[Given exercise]
Please output only the lines that run from the line containing "of the sheer" through the end of the material below, exactly.

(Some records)

________________

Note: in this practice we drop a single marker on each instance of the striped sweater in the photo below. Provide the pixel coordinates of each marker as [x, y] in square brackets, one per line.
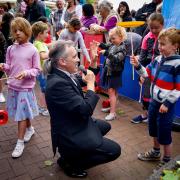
[164, 74]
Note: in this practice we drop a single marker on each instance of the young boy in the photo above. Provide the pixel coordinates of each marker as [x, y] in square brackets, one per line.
[164, 73]
[40, 33]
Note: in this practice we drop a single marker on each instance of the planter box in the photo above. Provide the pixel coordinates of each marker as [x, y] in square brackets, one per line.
[170, 165]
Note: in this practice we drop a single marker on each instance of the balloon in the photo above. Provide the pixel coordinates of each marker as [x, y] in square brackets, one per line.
[3, 117]
[130, 24]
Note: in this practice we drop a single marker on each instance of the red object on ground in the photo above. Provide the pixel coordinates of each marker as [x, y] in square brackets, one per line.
[106, 103]
[88, 38]
[3, 117]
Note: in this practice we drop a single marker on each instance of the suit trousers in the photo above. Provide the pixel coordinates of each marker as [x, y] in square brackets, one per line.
[106, 152]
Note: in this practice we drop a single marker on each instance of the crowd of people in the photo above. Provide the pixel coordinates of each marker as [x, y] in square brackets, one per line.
[36, 46]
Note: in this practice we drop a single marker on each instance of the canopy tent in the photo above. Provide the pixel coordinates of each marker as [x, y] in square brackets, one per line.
[171, 13]
[8, 1]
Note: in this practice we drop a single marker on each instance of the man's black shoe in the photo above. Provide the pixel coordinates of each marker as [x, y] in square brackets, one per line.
[76, 173]
[71, 171]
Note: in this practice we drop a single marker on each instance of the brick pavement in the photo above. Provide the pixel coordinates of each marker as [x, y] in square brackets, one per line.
[132, 138]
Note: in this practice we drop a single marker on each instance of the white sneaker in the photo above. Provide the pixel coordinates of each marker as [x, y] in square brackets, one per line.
[18, 150]
[110, 117]
[105, 109]
[2, 98]
[45, 113]
[28, 134]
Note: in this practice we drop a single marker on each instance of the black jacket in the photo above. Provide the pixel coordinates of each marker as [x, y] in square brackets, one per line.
[35, 11]
[71, 123]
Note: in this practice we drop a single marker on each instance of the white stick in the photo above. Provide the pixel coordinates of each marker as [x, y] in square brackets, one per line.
[2, 79]
[132, 52]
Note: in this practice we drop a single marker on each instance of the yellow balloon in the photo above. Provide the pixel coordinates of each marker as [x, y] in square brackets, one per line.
[129, 24]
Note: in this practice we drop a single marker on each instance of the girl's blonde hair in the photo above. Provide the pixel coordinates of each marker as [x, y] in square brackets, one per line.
[39, 27]
[156, 17]
[172, 34]
[120, 31]
[21, 24]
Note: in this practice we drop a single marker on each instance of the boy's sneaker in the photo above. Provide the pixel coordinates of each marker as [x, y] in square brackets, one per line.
[28, 134]
[2, 98]
[105, 109]
[18, 150]
[43, 111]
[150, 155]
[110, 117]
[139, 119]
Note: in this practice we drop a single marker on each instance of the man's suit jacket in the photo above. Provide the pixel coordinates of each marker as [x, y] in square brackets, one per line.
[71, 123]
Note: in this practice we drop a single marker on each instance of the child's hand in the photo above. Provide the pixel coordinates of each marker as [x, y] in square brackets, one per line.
[134, 61]
[141, 80]
[21, 75]
[1, 66]
[94, 50]
[102, 51]
[163, 109]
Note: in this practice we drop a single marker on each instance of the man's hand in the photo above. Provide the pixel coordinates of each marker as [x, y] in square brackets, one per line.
[94, 49]
[141, 80]
[1, 66]
[163, 109]
[21, 75]
[89, 78]
[134, 61]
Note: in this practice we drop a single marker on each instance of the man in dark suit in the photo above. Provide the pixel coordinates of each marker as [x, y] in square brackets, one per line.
[78, 137]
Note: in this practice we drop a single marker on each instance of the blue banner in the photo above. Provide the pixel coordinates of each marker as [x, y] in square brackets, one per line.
[171, 13]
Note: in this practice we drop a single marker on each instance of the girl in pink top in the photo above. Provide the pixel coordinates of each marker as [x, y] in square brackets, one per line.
[22, 66]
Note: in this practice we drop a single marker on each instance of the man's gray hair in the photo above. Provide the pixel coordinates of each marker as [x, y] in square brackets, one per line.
[58, 51]
[105, 4]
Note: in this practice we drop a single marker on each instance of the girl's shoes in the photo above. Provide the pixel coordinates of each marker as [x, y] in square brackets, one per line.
[110, 117]
[28, 134]
[105, 109]
[18, 150]
[2, 98]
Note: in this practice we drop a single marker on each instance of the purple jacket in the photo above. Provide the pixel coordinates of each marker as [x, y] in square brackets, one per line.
[87, 21]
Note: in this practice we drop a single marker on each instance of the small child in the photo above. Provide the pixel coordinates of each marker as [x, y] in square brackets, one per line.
[40, 33]
[48, 39]
[115, 53]
[149, 51]
[88, 17]
[71, 32]
[165, 91]
[22, 66]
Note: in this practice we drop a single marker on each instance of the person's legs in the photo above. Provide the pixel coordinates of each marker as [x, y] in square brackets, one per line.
[2, 98]
[103, 126]
[164, 132]
[18, 150]
[108, 151]
[29, 131]
[154, 153]
[21, 129]
[113, 99]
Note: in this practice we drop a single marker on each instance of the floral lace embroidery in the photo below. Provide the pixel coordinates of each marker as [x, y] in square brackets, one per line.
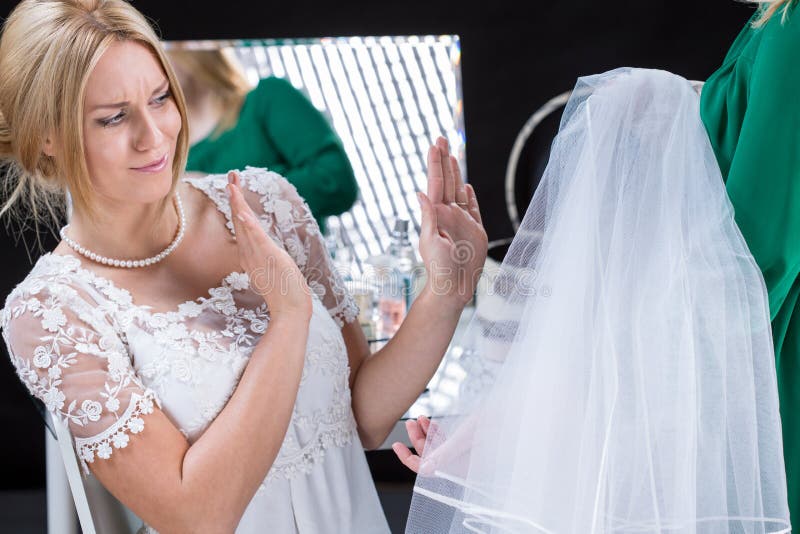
[131, 422]
[60, 349]
[286, 220]
[332, 425]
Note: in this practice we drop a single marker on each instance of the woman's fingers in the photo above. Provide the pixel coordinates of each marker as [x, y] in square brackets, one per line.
[435, 175]
[447, 171]
[462, 198]
[472, 205]
[408, 458]
[416, 435]
[429, 223]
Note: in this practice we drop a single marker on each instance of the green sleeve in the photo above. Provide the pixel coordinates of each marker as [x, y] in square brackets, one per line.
[764, 177]
[316, 163]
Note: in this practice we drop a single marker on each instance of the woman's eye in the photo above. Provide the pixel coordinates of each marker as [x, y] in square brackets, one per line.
[111, 121]
[160, 99]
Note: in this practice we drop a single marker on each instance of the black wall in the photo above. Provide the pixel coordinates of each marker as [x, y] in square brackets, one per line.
[515, 56]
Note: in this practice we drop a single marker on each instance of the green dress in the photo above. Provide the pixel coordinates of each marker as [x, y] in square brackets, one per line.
[280, 129]
[751, 109]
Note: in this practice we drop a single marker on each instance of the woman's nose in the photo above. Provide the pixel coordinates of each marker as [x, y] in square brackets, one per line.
[148, 134]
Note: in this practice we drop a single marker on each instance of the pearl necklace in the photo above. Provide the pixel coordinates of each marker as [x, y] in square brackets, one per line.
[133, 263]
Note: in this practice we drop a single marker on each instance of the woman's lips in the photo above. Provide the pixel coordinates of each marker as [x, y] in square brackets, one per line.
[155, 166]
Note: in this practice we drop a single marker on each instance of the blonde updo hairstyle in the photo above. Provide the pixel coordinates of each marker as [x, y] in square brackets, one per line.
[48, 49]
[769, 8]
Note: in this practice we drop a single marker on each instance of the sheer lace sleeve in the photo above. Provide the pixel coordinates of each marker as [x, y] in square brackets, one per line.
[285, 215]
[69, 356]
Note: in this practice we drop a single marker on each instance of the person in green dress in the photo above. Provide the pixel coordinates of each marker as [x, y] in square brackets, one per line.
[751, 109]
[272, 125]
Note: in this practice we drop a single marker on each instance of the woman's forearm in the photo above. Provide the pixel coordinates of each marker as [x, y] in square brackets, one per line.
[223, 469]
[389, 381]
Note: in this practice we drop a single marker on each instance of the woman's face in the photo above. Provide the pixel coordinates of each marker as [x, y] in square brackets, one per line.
[130, 125]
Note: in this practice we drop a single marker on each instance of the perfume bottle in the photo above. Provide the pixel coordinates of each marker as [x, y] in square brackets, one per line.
[390, 295]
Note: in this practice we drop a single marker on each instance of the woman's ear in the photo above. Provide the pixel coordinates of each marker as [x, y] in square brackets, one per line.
[49, 148]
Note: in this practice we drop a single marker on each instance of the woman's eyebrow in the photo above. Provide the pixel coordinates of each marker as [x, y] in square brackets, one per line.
[163, 85]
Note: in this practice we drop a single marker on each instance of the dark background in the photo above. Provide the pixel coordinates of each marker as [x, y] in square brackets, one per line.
[515, 56]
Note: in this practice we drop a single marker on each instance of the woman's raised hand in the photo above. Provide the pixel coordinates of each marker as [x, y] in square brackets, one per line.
[417, 434]
[453, 242]
[273, 273]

________________

[Problem solution]
Note: in this practice we drop a single marker on each instance of the sheer lace sleeve in the photo above. Provide the pixel coordinates of each marker as [x, y] in square brackets, one per line.
[285, 215]
[69, 356]
Note: in this practice we drop a single marker on each instance of the person in green dress in the photo above. Provide the pixel coordinates of each marker as [x, y] in square brackets, one per line.
[751, 109]
[272, 125]
Note: in this practice we drop a single marker on each instance of the woman's forearm in the photo above. Provide the pixel coordinates of each marker as [x, y] in square brackets, one per line.
[223, 469]
[389, 381]
Note: in this practice we drop a single marker on each instance of the woman's face in the photo above. Provide the pixel coordinates of each marker as [x, y] in square brackets, one per line.
[130, 125]
Note: in this practice we drop a single marker on each instance of the perfume bottle in the photo above. Provide the pixel coordinates of each marker as [x, y] in square brackets, one per line.
[390, 295]
Note: in this practice we drop a single marker on each instance of the woman's ear in the photo above. Provide the pixel coordinates of each marker as [x, y] in square brackets, one per line.
[49, 148]
Note: in this practice we drop a single marker on each instance of the woman's eyebrow in the photo above. Provide the pixel coordinates of each marker as [x, y] in square brackets, one per line.
[163, 85]
Note: in this practice we drop a single marker on each instance of the dark background in the photo above. Provide the pixel coordinates of each marker as [x, y] in square brackets, one per line.
[515, 56]
Note: in this practice we drop a single marker on each instance of the woman's raised hand in the photo above. Provide the pixel coordinates of each marker as [x, y] in square brackets, one per line.
[417, 434]
[453, 242]
[273, 273]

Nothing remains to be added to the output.